Instructions for the task: Leaving out the pictures, transcribe all of the records faithfully.

....................

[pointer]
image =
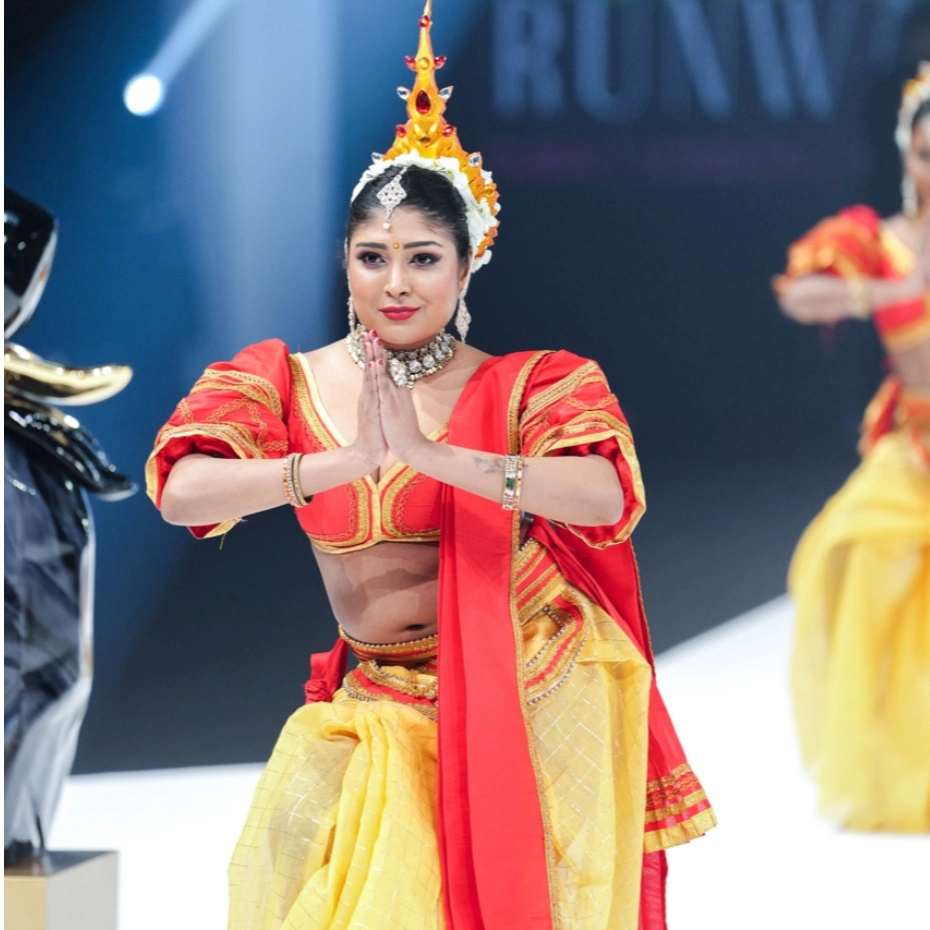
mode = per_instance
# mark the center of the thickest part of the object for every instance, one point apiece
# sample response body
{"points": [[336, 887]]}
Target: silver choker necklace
{"points": [[407, 366]]}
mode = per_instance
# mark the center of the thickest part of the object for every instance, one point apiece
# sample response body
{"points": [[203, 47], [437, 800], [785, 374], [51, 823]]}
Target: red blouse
{"points": [[265, 404]]}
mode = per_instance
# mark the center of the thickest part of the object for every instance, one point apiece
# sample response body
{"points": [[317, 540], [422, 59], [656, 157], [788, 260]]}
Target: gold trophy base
{"points": [[61, 891]]}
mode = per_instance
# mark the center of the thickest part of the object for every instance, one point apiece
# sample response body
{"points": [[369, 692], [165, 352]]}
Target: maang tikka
{"points": [[391, 195]]}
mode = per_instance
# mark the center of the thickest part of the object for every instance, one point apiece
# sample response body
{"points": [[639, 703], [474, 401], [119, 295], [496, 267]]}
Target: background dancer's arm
{"points": [[204, 490], [823, 298], [826, 298]]}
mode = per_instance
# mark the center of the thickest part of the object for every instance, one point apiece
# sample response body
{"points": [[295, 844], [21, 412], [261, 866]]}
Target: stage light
{"points": [[143, 94]]}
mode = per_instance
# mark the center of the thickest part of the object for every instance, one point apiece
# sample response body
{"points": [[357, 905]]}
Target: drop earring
{"points": [[462, 319], [462, 316], [353, 321]]}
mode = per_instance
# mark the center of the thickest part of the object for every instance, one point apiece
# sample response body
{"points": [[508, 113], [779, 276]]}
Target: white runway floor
{"points": [[770, 865]]}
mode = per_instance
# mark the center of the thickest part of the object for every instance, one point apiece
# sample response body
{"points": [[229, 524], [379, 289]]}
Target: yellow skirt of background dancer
{"points": [[860, 579], [342, 830]]}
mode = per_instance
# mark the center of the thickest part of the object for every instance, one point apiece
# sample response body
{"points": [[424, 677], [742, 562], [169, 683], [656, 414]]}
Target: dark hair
{"points": [[922, 111], [427, 191]]}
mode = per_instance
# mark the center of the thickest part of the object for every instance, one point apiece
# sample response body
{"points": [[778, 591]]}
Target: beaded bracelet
{"points": [[291, 480], [513, 482]]}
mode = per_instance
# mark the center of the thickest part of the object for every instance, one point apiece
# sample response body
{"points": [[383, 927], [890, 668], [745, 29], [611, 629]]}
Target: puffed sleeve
{"points": [[235, 409], [847, 245], [570, 410]]}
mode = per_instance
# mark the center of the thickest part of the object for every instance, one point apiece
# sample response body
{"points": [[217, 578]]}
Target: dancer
{"points": [[544, 787], [860, 576]]}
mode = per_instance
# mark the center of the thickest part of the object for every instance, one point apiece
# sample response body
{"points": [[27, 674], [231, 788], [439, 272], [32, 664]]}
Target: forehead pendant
{"points": [[391, 195]]}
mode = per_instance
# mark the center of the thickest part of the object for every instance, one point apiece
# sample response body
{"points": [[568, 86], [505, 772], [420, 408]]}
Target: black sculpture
{"points": [[51, 462]]}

....................

Right answer:
[pointer]
image =
mode = per_instance
# mark the center of the thickest part of the object for every instance, one point apiece
# sample response body
{"points": [[336, 887]]}
Target: silver choker necklace
{"points": [[407, 366]]}
mode = per_instance
# mark the center of the thickest part of the object for every instance, one point apiece
# sample response body
{"points": [[203, 47], [437, 800], [785, 374], [51, 823]]}
Target: red blouse
{"points": [[265, 404]]}
mode = per_instance
# mark the center of the thickest part of the object for every instance, one point apiece
# sample response body
{"points": [[317, 540], [422, 59], [656, 157], [788, 260]]}
Target: gold trophy base
{"points": [[61, 891]]}
mode = per_instance
# mark the center of the thickest part of the object for every instance, one point apiece
# sample response body
{"points": [[369, 692], [165, 352]]}
Target: maang tikka
{"points": [[391, 195]]}
mode = per_instance
# mark the center of the thickest part of the object for every instance, one point apiece
# sample response body
{"points": [[639, 703], [474, 401], [119, 295], [496, 267]]}
Target: background dancer's arm
{"points": [[204, 490], [823, 298], [826, 298]]}
mode = per_instance
# mark the center of the thickest part of the object for every instance, one point apiece
# sample response body
{"points": [[295, 844], [21, 412], [261, 866]]}
Target: stage light
{"points": [[143, 94]]}
mode = per_instance
# mark the center of the thickest part of the object for every instance, one point apiece
# sample response body
{"points": [[357, 905]]}
Target: drop earring
{"points": [[462, 319], [462, 316], [353, 321]]}
mode = per_instance
# mark the center of the thickest part of the object for every instance, one point apiece
# sample response body
{"points": [[508, 113], [779, 276]]}
Target: white runway floor
{"points": [[770, 865]]}
mode = per_instance
# mark the center of the thickest part of the object for every instance, one point apiece
# sample response body
{"points": [[229, 524], [379, 289]]}
Target: yellow skirt of background dancer
{"points": [[860, 579], [342, 830]]}
mode = per_instance
# mark the center of the thickest part of the object for every instance, one point apiece
# sample response body
{"points": [[424, 677], [742, 562], [169, 683], [656, 414]]}
Target: dark hair
{"points": [[922, 111], [427, 191]]}
mode = per_instance
# mark the center of the thickest part of the object for every instance, one point apiece
# sample response body
{"points": [[778, 591]]}
Target: beaded bracelet
{"points": [[291, 480], [513, 482]]}
mode = per_instance
# mark the center of the thickest part of the object for every instance, one point apiece
# sample response body
{"points": [[383, 927], [890, 668], [745, 29], [611, 629]]}
Target: puffed sleeve
{"points": [[235, 409], [847, 245], [570, 410]]}
mode = per_instance
# mark the center of the thickest part of the object for every instance, one point apiece
# sample response body
{"points": [[217, 578]]}
Target: dancer
{"points": [[544, 787], [860, 576]]}
mode = per_instance
# mark the center of the thickest part of the object for every instance, one point apiece
# sample response body
{"points": [[27, 674], [231, 788], [439, 272], [32, 664]]}
Target: forehead pendant
{"points": [[391, 195]]}
mode = per_instance
# mark the center of the thickest part of the object for every instance, one point apiece
# sample response body
{"points": [[568, 86], [505, 772], [420, 408]]}
Target: black sculpture
{"points": [[51, 462]]}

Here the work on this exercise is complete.